_Task to carry out_
When you find the line with "person with braided" among the records below, reproduce it and each line after it exactly, ending with the line with "woman with curly".

_Stored dataset items_
---+---
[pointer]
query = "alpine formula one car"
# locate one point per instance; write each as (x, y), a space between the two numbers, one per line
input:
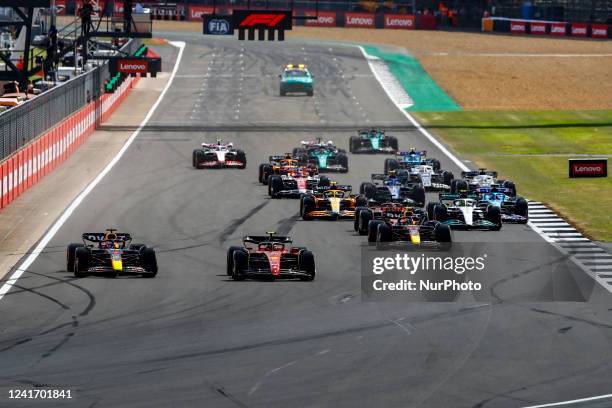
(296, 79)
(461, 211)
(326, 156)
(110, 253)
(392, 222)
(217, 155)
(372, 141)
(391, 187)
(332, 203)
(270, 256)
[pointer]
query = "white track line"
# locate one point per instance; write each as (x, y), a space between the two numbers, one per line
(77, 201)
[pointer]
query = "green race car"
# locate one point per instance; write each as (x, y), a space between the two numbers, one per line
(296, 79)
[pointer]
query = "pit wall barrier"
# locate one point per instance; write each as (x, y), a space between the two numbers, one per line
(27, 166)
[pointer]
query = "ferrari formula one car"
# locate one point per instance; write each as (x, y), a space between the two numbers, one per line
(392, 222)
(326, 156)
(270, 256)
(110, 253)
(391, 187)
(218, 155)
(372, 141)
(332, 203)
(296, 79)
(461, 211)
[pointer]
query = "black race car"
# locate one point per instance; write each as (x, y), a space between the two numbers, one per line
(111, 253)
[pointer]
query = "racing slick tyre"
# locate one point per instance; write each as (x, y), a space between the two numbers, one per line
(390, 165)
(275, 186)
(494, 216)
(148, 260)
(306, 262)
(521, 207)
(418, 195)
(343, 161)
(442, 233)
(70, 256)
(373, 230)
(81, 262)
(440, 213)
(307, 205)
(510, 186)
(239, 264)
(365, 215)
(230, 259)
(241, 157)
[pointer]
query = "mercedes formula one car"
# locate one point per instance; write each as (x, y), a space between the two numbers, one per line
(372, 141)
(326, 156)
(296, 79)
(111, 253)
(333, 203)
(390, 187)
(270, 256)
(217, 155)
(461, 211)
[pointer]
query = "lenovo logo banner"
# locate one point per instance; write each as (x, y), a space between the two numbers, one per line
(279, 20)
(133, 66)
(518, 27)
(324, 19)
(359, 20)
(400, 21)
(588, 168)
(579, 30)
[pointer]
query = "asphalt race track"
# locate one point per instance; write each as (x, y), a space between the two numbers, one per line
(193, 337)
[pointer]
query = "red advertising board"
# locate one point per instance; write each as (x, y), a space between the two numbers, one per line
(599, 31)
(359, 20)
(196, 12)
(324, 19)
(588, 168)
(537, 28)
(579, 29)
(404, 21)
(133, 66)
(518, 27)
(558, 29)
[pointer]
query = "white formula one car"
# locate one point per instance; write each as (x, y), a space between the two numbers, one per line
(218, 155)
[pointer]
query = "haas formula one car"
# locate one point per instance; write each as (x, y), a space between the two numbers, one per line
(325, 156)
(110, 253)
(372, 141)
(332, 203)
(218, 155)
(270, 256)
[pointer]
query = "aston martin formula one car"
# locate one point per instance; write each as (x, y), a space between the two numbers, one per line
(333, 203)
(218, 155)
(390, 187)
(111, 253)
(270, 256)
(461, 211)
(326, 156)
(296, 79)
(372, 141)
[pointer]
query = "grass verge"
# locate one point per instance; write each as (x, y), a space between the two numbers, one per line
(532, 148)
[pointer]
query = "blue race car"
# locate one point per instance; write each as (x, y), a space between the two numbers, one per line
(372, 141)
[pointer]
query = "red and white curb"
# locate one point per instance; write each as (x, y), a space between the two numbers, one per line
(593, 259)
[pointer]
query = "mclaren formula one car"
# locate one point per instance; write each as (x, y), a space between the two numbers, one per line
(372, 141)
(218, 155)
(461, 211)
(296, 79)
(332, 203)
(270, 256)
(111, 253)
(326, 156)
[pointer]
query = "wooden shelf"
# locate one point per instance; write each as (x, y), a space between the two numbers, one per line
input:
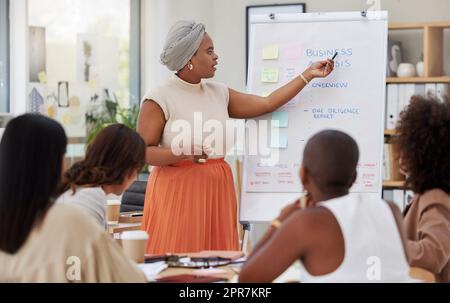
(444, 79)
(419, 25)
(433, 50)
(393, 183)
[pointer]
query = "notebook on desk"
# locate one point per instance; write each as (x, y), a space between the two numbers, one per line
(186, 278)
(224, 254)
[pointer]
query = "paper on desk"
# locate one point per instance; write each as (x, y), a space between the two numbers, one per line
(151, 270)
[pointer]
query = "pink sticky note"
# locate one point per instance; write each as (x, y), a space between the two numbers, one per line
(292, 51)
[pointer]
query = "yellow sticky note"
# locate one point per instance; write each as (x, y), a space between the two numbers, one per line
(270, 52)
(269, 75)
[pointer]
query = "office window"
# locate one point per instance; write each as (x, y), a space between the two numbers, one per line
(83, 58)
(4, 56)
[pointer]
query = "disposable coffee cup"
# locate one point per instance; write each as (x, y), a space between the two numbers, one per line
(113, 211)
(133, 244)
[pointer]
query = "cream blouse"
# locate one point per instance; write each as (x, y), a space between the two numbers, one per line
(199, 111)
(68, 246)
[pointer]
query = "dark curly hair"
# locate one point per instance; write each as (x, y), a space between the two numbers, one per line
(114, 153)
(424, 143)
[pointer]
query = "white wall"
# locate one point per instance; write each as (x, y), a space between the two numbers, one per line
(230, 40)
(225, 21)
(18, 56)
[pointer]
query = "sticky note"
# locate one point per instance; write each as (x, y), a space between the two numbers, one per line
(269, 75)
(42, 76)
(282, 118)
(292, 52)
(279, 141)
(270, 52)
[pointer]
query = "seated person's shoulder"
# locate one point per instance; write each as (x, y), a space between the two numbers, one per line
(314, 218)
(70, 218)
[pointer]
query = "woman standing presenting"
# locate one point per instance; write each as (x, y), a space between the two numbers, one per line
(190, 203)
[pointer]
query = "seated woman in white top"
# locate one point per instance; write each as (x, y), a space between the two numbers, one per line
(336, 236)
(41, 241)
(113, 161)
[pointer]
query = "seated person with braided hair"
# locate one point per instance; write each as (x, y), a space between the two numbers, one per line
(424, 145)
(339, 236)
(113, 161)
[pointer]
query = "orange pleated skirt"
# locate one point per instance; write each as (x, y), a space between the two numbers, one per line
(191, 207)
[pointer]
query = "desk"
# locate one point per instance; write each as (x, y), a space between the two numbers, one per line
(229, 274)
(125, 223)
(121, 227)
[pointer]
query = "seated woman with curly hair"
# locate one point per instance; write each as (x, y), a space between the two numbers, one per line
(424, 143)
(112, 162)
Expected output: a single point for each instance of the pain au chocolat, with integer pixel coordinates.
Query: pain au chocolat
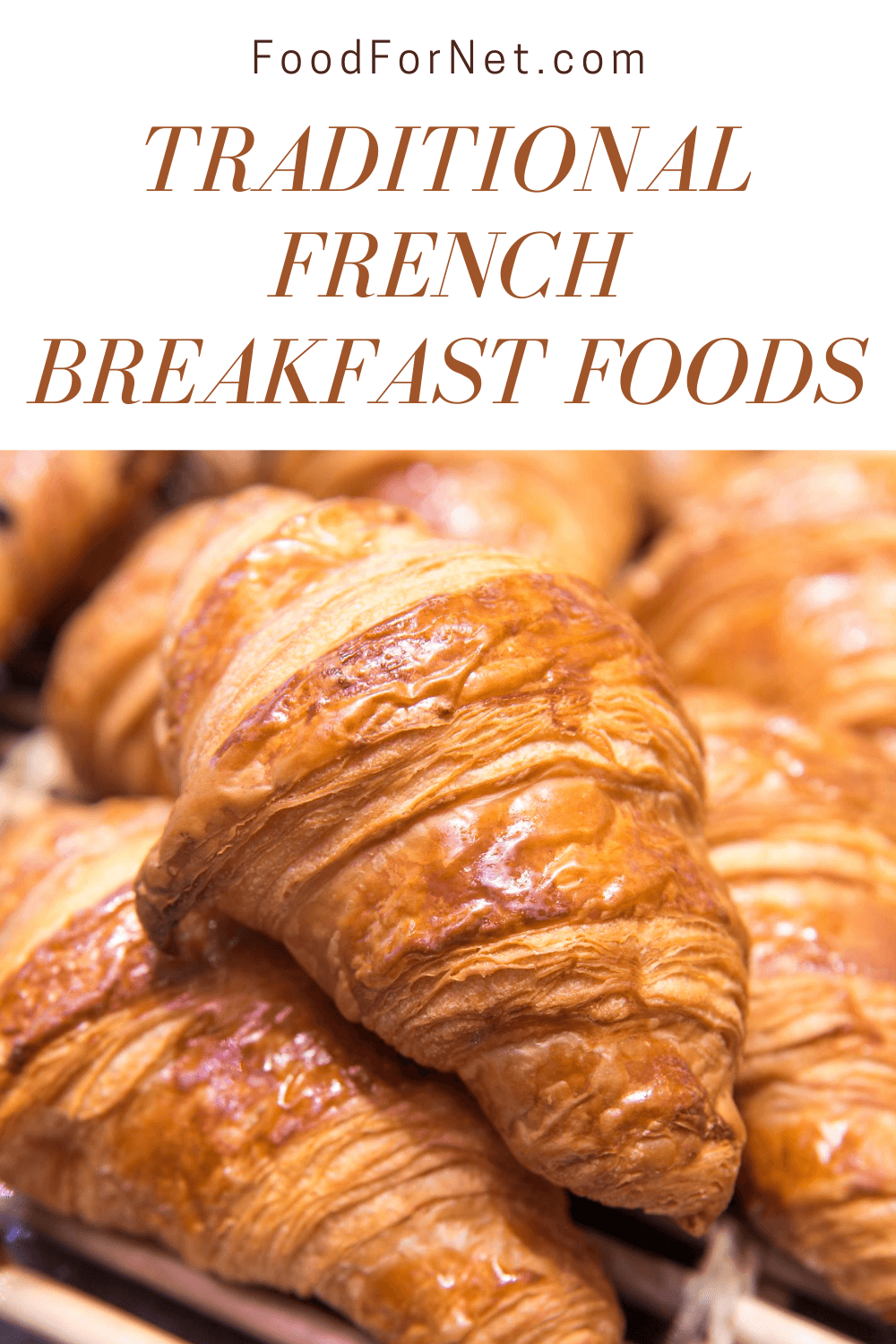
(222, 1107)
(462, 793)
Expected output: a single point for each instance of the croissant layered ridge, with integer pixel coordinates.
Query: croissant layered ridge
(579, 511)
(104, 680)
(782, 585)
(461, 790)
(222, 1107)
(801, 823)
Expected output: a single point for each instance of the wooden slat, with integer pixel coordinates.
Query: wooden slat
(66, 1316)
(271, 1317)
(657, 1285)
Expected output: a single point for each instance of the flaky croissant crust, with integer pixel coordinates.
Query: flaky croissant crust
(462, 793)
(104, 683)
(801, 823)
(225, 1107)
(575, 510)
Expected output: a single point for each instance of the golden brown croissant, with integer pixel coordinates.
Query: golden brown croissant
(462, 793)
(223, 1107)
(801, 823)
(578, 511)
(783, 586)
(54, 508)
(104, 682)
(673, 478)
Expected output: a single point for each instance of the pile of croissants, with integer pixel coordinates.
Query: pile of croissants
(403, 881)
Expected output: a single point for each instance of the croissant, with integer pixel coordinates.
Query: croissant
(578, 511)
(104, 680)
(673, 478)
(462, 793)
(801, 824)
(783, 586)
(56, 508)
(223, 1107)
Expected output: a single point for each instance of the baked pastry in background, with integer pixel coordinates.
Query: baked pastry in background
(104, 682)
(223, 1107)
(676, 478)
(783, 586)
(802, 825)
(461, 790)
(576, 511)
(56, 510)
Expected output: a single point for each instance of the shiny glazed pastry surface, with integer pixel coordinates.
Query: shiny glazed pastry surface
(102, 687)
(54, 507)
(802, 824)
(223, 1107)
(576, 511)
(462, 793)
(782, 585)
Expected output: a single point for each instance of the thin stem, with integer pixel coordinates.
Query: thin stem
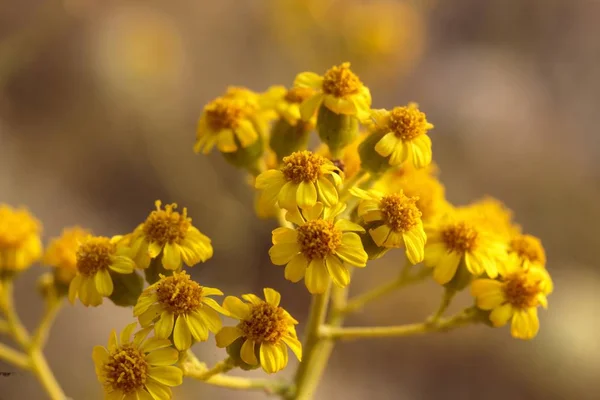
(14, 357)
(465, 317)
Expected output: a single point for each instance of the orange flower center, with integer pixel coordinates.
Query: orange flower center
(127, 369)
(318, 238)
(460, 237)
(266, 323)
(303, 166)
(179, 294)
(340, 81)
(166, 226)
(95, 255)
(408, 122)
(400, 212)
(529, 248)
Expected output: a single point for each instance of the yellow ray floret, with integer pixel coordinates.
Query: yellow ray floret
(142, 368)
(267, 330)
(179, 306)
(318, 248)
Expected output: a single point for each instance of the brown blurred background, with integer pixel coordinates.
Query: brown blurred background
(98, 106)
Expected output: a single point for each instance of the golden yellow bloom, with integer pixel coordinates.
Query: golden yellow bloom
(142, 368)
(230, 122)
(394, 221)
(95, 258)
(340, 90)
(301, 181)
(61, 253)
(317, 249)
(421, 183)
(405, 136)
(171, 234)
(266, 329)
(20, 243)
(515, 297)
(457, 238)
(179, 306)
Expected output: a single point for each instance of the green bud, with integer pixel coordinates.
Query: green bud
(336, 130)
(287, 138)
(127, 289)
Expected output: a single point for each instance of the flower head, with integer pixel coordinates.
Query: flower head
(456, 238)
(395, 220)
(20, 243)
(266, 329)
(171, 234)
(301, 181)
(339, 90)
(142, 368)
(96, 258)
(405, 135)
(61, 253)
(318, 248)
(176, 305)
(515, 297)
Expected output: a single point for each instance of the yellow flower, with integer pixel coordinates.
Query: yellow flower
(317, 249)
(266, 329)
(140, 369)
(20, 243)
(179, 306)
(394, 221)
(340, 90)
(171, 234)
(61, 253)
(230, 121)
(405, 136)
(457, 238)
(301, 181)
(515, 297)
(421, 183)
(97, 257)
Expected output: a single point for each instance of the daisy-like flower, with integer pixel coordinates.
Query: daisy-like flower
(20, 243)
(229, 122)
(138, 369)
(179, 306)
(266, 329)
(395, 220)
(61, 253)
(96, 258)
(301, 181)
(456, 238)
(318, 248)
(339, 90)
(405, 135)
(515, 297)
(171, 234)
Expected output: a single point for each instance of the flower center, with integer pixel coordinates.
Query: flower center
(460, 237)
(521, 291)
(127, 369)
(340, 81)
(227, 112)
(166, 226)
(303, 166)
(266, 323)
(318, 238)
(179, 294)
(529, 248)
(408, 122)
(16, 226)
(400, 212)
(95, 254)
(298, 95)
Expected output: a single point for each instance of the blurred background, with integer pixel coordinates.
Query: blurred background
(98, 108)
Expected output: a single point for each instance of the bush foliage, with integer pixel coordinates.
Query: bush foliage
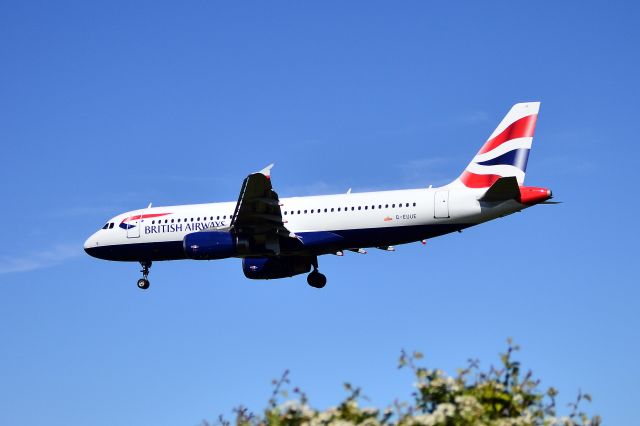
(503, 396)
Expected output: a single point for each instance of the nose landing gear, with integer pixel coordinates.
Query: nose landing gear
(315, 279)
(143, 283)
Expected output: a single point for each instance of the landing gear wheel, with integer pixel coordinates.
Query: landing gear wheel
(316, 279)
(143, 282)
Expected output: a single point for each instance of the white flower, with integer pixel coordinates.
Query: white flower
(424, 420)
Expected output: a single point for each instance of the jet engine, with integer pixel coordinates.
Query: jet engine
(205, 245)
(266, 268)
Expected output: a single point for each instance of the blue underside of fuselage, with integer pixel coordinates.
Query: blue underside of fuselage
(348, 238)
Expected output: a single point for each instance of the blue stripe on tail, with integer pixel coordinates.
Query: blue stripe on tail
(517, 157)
---+---
_Final answer_
query = "seated person with braided hair"
# locate one point per instance; write each as (x, y), a space between the two numbers, one per line
(424, 145)
(339, 236)
(113, 161)
[pointer]
query = "orange pleated skirt"
# locate one point per instance; write each as (x, y), a space between the two numbers, one per line
(191, 207)
[pointer]
query = "desk"
# locate one point per instance; write each as (x, y), a space between the two numbers, one per line
(229, 274)
(125, 223)
(121, 227)
[pointer]
query = "seated woman with curly hair"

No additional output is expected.